- _SOURCE TEXT_

|---|

2084: AI Hardware - how will the hardware for AI look like in the future?
A few notes on OpenAI's future plans, Cerebras, and smaller startups working on AI hardware.
2 years ago, Microsoft invested 1 billion dollars into OpenAI to create OpenAI’s first supercomputer - a behemoth of a system that offered 285 000 CPU cores and 10 000 GPUs. It is quite possibly this supercomputer which has trained GPT-3 and ChatGPT, as well as Dall-E 2 to the sheer extent that they are today.
But these models are massive, and if the rumors are anything to go by, the future models will be even bigger. Take GPT-3 for example. 175 billion parameters at a normal 16 bit float encoding is about 350 gigabytes - to even perform inference, the load needs to be either spread over a lot of GPUs or a few absolutely massive GPUs. It’s actually rather absurd that they even let the public use such a massive amount of compute. Now the rumor mill says that GPT-4 will have 100 trillion parameters. At that point you’re talking about a model that’s 200 TB. Even if its quite sparse, you’ll still need even bigger machines to handle the training and inference.
Enter Nvidia. Last month they announced their partnership with Microsoft to build a brand new and even bigger AI supercomputer. The new computer would use large amounts of Nvidia’s new AI specific GPU, H100 GPUs, and cement their reputation as the company for machine learning.
Now H100 GPU’s are insane. If the marketing copy is at all to be believed, they’ll make the training times of massively large models much smaller. It offers 900 GB/s of GPU to GPU transfer. They can also perform up to 2000 trillion floating point operations per second, with each GPU having up to 80GB of memory. With these statistics, you’ll only need about 2500 of these GPUs to handle training GPT-4, and given the size of Microsoft and Nvidia, and the success that OpenAI has had so far, you can be sure that the pocketbooks will be staying wide open. This is why I’m quite bullish on GPT-4 - while the number sounds massive, it’s entirely possible for Nvidia to produce 10k or even 100k GPUs for a super computer, at which point, it becomes entirely within the realm of human possibility. If its true that GPT-4 will be as good as most humans, then it’ll be absolutely absurd .
Not to be outdone, the other company besides Nvidia doing large scale AI inference, Cerebras, also announced their supercomputer, Andromeda, which offers 1 Exaflop of AI compute, which is also absurd. Intel, AMD, Google with their TPUs, and even IBM are all releasing chips recently to perform AI inference quicker. It’s getting to be interesting to see how much money is being spent on this too.
There’s also companies like Tenstorrent, which while it can’t be sure, since the CTO is an advisor for Midjourney, probably powers Midjourney. Then there’s smaller startups like Axlera.AI, which report having achieved 39.3 tera operations per second (TOP/s) with an efficiency of 14.1 TOPs/W at an INT8 precision in less than 9 square millimeters, which is absurd - that’s more than fast enough to run inference on most reasonably sized models. Currently, at a glance(I might be wrong here), there don’t appear to be any big companies doing what our lab is doing, namely sparse neural network ASIC accelerators, but there is a company NeuralMagic, which also does sparsity processing to speed up CPU inference of models.

|---|

In the AI hardware post, how many GPUs did OpenAI's first supercomputer offer? You won't need the records for this.

|---|

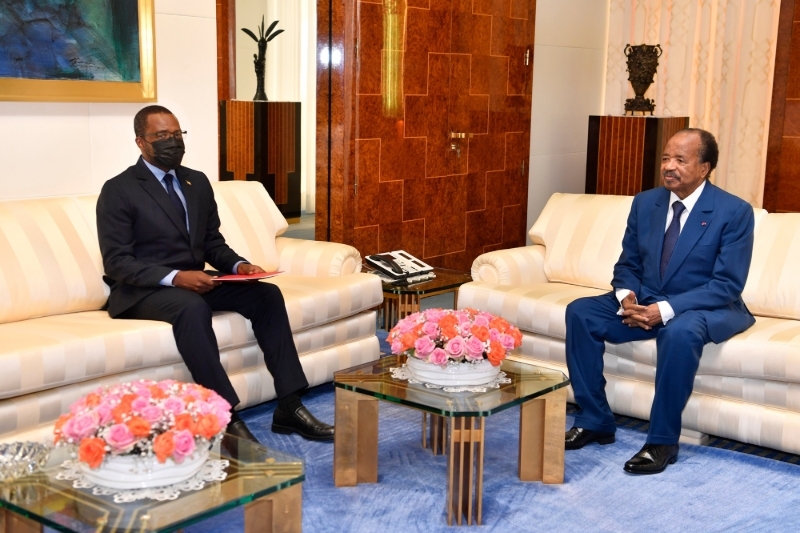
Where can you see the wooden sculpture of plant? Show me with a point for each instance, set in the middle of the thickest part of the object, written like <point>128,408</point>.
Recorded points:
<point>259,60</point>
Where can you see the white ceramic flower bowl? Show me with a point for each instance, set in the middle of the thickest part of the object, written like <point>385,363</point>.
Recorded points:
<point>454,374</point>
<point>133,472</point>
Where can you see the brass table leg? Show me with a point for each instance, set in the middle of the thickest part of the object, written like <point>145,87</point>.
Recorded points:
<point>465,470</point>
<point>438,433</point>
<point>355,442</point>
<point>280,512</point>
<point>13,523</point>
<point>541,438</point>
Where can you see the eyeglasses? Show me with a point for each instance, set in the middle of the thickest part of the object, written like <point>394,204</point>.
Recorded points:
<point>161,135</point>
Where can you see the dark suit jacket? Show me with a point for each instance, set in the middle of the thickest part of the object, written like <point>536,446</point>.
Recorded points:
<point>709,265</point>
<point>142,237</point>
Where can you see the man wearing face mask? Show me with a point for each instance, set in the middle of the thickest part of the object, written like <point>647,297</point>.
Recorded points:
<point>158,225</point>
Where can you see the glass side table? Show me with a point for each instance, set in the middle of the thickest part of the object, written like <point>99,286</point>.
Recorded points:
<point>266,482</point>
<point>400,301</point>
<point>540,392</point>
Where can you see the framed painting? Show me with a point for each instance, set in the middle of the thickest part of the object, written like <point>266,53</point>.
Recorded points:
<point>77,50</point>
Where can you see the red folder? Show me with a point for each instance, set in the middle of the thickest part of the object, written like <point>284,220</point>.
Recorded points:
<point>247,277</point>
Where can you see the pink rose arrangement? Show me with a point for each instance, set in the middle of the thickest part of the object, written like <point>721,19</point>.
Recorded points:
<point>438,336</point>
<point>165,419</point>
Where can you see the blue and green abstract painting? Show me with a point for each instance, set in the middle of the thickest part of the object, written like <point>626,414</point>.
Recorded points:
<point>95,40</point>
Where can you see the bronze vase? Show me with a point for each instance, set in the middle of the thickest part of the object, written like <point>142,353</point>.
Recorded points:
<point>642,66</point>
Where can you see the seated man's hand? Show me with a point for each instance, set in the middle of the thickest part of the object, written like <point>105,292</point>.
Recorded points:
<point>247,268</point>
<point>195,281</point>
<point>640,316</point>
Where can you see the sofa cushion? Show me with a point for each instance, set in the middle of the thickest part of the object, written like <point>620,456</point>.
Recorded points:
<point>50,261</point>
<point>537,307</point>
<point>249,222</point>
<point>582,235</point>
<point>49,352</point>
<point>773,285</point>
<point>311,302</point>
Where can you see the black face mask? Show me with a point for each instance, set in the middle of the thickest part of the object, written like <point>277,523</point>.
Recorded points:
<point>168,152</point>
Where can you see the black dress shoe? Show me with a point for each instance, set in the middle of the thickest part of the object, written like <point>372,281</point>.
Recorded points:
<point>577,438</point>
<point>239,429</point>
<point>301,422</point>
<point>652,459</point>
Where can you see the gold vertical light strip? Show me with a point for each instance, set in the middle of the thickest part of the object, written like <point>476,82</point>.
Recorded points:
<point>394,15</point>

|---|

- _RESULT FOR THIS TASK_
10 000 GPUs.